Esercizi da svolgere.
[1] Secondo il testo sulla lingua sarda, chi ha parlato in modo specifico del libro di Giulio Solinas durante la presentazione?
[2] Prosegui il testo sulla lingua sarda dal punto in cui si interrompe.

Testo estratto.
++++++

Ieri pomeriggio a Quartucciu è stato presentato un nuovo libro di Giulio
Solinas, molto interessante e usufruibile anche per i problemi grammaticali e sintattici di chi volesse entrare nel merito della lingua sarda campidanese. Non mancano i riferimenti alla metrica e alla storia della letteratura campidanese.
Per l'occasione, sono stato invitato a relazionare non tanto sul testo in modo specifico - lo hanno fatto Angelo Spiga e Gesuino Murru - ma sulla lingua sarda, lasciandomi libero di esplicitare il mio pensiero in merito.
Ecco perché di ciò che ho detto - e che riporto integralmente di seguito - sono l'unico responsabile, non avendo chiesto il parere di nessuno prima di relazionare, non volendo coinvolgere nessuno nella responsabilità delle enunciazioni.
*****
Da
dove viene e dove va la lingua sarda:
PASSATO
FANTASTICO, FUTURO DA FANTASMA?
di
Francu Pilloni
Il
libro che oggi Giulio Solinas presenta ha molti capitoli specifici,
tutti interessanti, ben scritti e sufficientemente comprensibili
anche a chi non è addentro ai problemi linguistici.
Non
parlerò in modo specifico dei temi del libro, anche se i riferimenti ad esso saranno
ricorrenti, per confermarli o, se del caso, per contrastarli.
Mi
è stata concessa la libertà di parlare di lingua sarda a mio
piacimento.
Chi
mi ha sentito altre volte sull’argomento, suppongo che si meravigli
perché non parlo in sardo del sardo, ma se vi dispiace molto, cambio
subito registro, oppure ammasturu totu, sardu, italianu e, candu
serbit, inglesu puru.
Si
dice spesso che, per capire dove si va, è utile sapere da dove si viene.
Sarà così anche per la lingua sarda?
Nel
libro di
Giulio Solinas esiste
una sezione che riguarda il passato della nostra
lingua,
corroborata da ipotesi e citazioni di studiosi
e di scrittori,
anche
dell’antichità classica (Strabone). Credo che siano situazioni superate dalle
nuove acquisizioni interdisciplinari che, accanto o in vece della
linguistica
storica,
vedono impegnate l’archeologia
e la genetica,
oltre a un nuovo metodo
di studiare
la materia
che viene generalmente inquadrato come linguistica
comparativa.
Fra l’altro, l’idea di comparare due o più lingue diverse non è
nuova -
ci
viene dritta dritta dall’Umanesimo (vedi Giuseppe
Giusto Scaligero)
-,
ma furono i tedeschi Johan
Christoph
Adelung
e Cristian Jacob Kraus,
che oltre
due secoli fa (alla fine del '700, per essere precisi), definirono
negli obiettivi e nel metodo l'approccio scientifico al confronto fra
le lingue.

++++++

Righe elencate.
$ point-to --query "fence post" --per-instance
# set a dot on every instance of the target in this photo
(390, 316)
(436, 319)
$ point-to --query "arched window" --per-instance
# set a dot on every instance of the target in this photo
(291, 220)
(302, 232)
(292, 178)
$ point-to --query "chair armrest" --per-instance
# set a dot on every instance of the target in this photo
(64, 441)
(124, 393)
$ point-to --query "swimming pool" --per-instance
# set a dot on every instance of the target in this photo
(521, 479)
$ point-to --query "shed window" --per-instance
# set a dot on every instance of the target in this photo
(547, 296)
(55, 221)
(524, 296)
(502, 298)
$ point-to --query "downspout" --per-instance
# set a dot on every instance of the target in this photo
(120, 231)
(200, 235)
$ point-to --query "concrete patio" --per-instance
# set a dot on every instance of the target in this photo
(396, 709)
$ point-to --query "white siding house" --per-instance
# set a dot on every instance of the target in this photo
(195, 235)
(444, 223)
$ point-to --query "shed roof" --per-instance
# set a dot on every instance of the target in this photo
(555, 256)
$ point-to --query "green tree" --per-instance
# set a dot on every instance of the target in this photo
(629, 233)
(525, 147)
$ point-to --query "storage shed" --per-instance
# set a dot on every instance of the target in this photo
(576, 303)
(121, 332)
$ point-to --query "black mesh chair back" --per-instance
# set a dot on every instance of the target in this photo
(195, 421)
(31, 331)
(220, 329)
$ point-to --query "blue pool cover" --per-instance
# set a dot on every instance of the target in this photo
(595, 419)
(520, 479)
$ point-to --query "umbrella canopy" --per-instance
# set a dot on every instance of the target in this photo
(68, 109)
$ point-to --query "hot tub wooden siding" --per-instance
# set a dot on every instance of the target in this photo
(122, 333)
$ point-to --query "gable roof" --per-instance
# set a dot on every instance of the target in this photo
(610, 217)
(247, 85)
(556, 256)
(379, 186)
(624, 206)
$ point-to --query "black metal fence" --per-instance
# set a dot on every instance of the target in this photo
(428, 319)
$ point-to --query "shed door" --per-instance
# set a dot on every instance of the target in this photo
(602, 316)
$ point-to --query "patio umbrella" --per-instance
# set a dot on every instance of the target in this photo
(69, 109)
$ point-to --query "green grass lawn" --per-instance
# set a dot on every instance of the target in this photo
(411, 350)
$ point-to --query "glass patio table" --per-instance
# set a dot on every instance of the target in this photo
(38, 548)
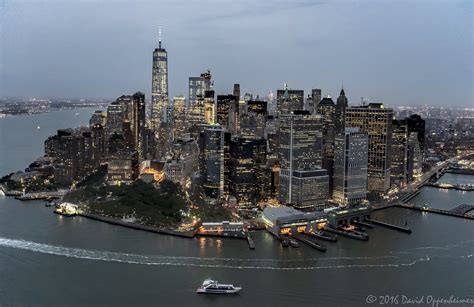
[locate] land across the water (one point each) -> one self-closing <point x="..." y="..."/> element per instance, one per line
<point x="47" y="259"/>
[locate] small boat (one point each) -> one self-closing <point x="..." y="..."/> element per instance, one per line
<point x="293" y="243"/>
<point x="214" y="287"/>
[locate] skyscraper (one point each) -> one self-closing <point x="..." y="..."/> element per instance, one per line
<point x="303" y="183"/>
<point x="209" y="108"/>
<point x="398" y="171"/>
<point x="289" y="100"/>
<point x="376" y="121"/>
<point x="179" y="115"/>
<point x="159" y="87"/>
<point x="211" y="158"/>
<point x="341" y="105"/>
<point x="138" y="123"/>
<point x="350" y="167"/>
<point x="254" y="121"/>
<point x="227" y="111"/>
<point x="326" y="108"/>
<point x="245" y="158"/>
<point x="197" y="90"/>
<point x="416" y="124"/>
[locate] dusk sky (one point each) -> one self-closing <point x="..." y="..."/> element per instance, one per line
<point x="396" y="52"/>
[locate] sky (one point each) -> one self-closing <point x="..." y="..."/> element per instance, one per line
<point x="396" y="52"/>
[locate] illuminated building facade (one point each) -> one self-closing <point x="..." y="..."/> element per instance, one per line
<point x="159" y="87"/>
<point x="376" y="121"/>
<point x="350" y="167"/>
<point x="398" y="171"/>
<point x="300" y="155"/>
<point x="326" y="108"/>
<point x="179" y="116"/>
<point x="289" y="100"/>
<point x="211" y="161"/>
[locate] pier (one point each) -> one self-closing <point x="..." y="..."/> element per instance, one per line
<point x="189" y="234"/>
<point x="459" y="211"/>
<point x="307" y="240"/>
<point x="250" y="242"/>
<point x="380" y="223"/>
<point x="347" y="234"/>
<point x="323" y="236"/>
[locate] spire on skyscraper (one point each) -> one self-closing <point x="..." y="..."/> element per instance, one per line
<point x="159" y="37"/>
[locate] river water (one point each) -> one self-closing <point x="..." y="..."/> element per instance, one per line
<point x="49" y="260"/>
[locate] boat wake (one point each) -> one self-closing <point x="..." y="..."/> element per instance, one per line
<point x="396" y="260"/>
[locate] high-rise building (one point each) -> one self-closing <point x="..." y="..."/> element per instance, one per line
<point x="303" y="183"/>
<point x="227" y="112"/>
<point x="398" y="171"/>
<point x="253" y="122"/>
<point x="314" y="101"/>
<point x="138" y="121"/>
<point x="114" y="118"/>
<point x="350" y="167"/>
<point x="198" y="86"/>
<point x="375" y="120"/>
<point x="209" y="108"/>
<point x="326" y="108"/>
<point x="246" y="157"/>
<point x="414" y="158"/>
<point x="197" y="90"/>
<point x="179" y="115"/>
<point x="289" y="100"/>
<point x="211" y="158"/>
<point x="341" y="105"/>
<point x="236" y="91"/>
<point x="416" y="124"/>
<point x="159" y="87"/>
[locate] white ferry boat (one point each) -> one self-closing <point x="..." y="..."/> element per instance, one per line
<point x="213" y="286"/>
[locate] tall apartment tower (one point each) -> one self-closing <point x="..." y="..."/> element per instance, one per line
<point x="350" y="167"/>
<point x="303" y="183"/>
<point x="211" y="161"/>
<point x="376" y="121"/>
<point x="341" y="105"/>
<point x="398" y="171"/>
<point x="289" y="100"/>
<point x="326" y="108"/>
<point x="197" y="91"/>
<point x="159" y="87"/>
<point x="179" y="115"/>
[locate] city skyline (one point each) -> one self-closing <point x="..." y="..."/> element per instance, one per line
<point x="387" y="85"/>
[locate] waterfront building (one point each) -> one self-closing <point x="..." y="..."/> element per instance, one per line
<point x="227" y="114"/>
<point x="159" y="87"/>
<point x="179" y="116"/>
<point x="211" y="160"/>
<point x="209" y="108"/>
<point x="416" y="124"/>
<point x="197" y="87"/>
<point x="303" y="183"/>
<point x="122" y="167"/>
<point x="253" y="122"/>
<point x="289" y="100"/>
<point x="114" y="118"/>
<point x="414" y="158"/>
<point x="327" y="109"/>
<point x="98" y="117"/>
<point x="350" y="167"/>
<point x="341" y="105"/>
<point x="399" y="167"/>
<point x="375" y="120"/>
<point x="287" y="220"/>
<point x="247" y="156"/>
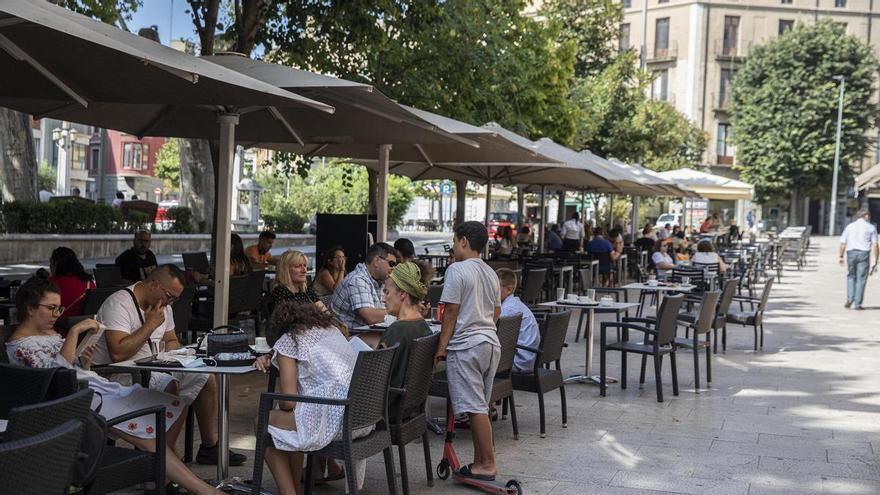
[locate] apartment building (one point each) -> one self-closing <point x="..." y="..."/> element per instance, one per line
<point x="694" y="48"/>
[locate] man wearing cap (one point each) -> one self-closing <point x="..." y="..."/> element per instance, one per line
<point x="858" y="240"/>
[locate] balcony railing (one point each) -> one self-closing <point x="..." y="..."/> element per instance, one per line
<point x="663" y="54"/>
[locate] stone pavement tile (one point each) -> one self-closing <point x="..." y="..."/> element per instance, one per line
<point x="844" y="486"/>
<point x="663" y="440"/>
<point x="584" y="489"/>
<point x="816" y="453"/>
<point x="734" y="424"/>
<point x="708" y="433"/>
<point x="663" y="456"/>
<point x="658" y="480"/>
<point x="843" y="470"/>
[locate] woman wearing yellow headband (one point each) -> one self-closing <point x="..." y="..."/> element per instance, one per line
<point x="404" y="291"/>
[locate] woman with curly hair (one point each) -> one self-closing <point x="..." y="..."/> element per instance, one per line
<point x="313" y="358"/>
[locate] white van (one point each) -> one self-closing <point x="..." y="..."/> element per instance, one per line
<point x="670" y="218"/>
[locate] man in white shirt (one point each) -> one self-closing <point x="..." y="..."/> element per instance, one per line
<point x="858" y="240"/>
<point x="572" y="233"/>
<point x="138" y="318"/>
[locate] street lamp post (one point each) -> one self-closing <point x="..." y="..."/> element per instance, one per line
<point x="833" y="214"/>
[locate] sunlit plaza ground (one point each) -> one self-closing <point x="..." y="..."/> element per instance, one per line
<point x="801" y="417"/>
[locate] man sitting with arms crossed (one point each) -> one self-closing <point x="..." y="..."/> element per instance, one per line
<point x="358" y="299"/>
<point x="259" y="253"/>
<point x="469" y="341"/>
<point x="137" y="318"/>
<point x="529" y="335"/>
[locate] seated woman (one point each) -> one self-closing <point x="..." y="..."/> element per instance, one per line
<point x="661" y="259"/>
<point x="72" y="280"/>
<point x="35" y="344"/>
<point x="706" y="255"/>
<point x="313" y="358"/>
<point x="239" y="263"/>
<point x="682" y="251"/>
<point x="332" y="272"/>
<point x="291" y="280"/>
<point x="403" y="293"/>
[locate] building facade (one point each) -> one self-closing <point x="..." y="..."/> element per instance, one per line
<point x="695" y="47"/>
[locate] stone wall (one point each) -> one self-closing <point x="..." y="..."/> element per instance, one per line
<point x="36" y="248"/>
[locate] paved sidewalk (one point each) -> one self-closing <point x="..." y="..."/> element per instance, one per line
<point x="801" y="417"/>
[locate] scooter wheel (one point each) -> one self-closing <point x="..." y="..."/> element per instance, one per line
<point x="443" y="470"/>
<point x="513" y="486"/>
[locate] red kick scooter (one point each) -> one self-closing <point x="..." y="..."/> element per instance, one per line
<point x="450" y="464"/>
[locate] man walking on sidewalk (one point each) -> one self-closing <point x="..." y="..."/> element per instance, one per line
<point x="858" y="240"/>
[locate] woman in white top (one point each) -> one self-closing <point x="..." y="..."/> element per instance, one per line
<point x="35" y="344"/>
<point x="662" y="261"/>
<point x="313" y="358"/>
<point x="706" y="255"/>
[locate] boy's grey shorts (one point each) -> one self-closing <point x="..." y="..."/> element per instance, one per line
<point x="470" y="373"/>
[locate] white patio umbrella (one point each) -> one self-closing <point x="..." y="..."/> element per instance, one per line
<point x="50" y="59"/>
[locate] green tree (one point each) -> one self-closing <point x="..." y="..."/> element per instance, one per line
<point x="618" y="119"/>
<point x="785" y="110"/>
<point x="594" y="27"/>
<point x="168" y="163"/>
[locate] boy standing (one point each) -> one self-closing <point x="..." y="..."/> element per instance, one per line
<point x="469" y="341"/>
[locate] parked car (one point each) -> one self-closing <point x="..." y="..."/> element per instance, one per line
<point x="670" y="218"/>
<point x="502" y="219"/>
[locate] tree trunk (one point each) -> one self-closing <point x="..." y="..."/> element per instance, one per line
<point x="18" y="160"/>
<point x="372" y="188"/>
<point x="197" y="181"/>
<point x="460" y="200"/>
<point x="560" y="210"/>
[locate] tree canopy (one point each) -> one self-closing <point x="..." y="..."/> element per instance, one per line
<point x="785" y="102"/>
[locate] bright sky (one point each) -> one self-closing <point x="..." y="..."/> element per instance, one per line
<point x="167" y="15"/>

++++++

Soluzioni.
[1] Angelo Spiga e Gesuino Murru.

[2]
In
questo modo si è pervenuti all’idea che tutte le lingue derivino
da un antico
ceppo che s’è
visto ramificarsi di continuo per il cambiamento delle lingue stesse.
Recentemente,
nel
1975 e poi nel 2005, nell’opera “Una
guida alle lingue del mondo”,
lo
studioso americano Merritt
Ruhlen ha
classificato tutte le lingue oggi esistenti al mondo, compresa la
maggior parte di quelle estinte, ma a noi note.
Per
fortuna, per le lingue indoeuropee abbiamo a disposizione anche le
classificazioni più recenti e dettagliate del tedesco Ernst
Kausen.
Il
suo libro “Le
lingue indoeuropee, dalla preistoria al presente” risale
al 2012.
Ruhlen e Kausen, presi insieme, consentono di avere una buona visione
di insieme della classificazione delle lingue che
ci riguardano da vicino
che
gli specialisti
identificano
in
10 grandi gruppi di lingue indoeuropee, 8 composti da lingue parlate
ancora ai nostri giorni e 2 esclusivamente da lingue estinte.
In
tale classificazione rientra la specifica delle lingue oggi parlate
in Sardegna, vale a dire il sardo logudorese e il sardo campidanese,
che sono considerate sì dello stesso ceppo, ma abbastanza differenti
da essere valutate
diverse. E
questo perché le
lingue cambiano: quelli
che una volta erano dialetti di una lingua comune
possono
eventualmente divergere
abbastanza da non essere più sufficientemente
intercomprensibili,
e da essere considerati lingue separate.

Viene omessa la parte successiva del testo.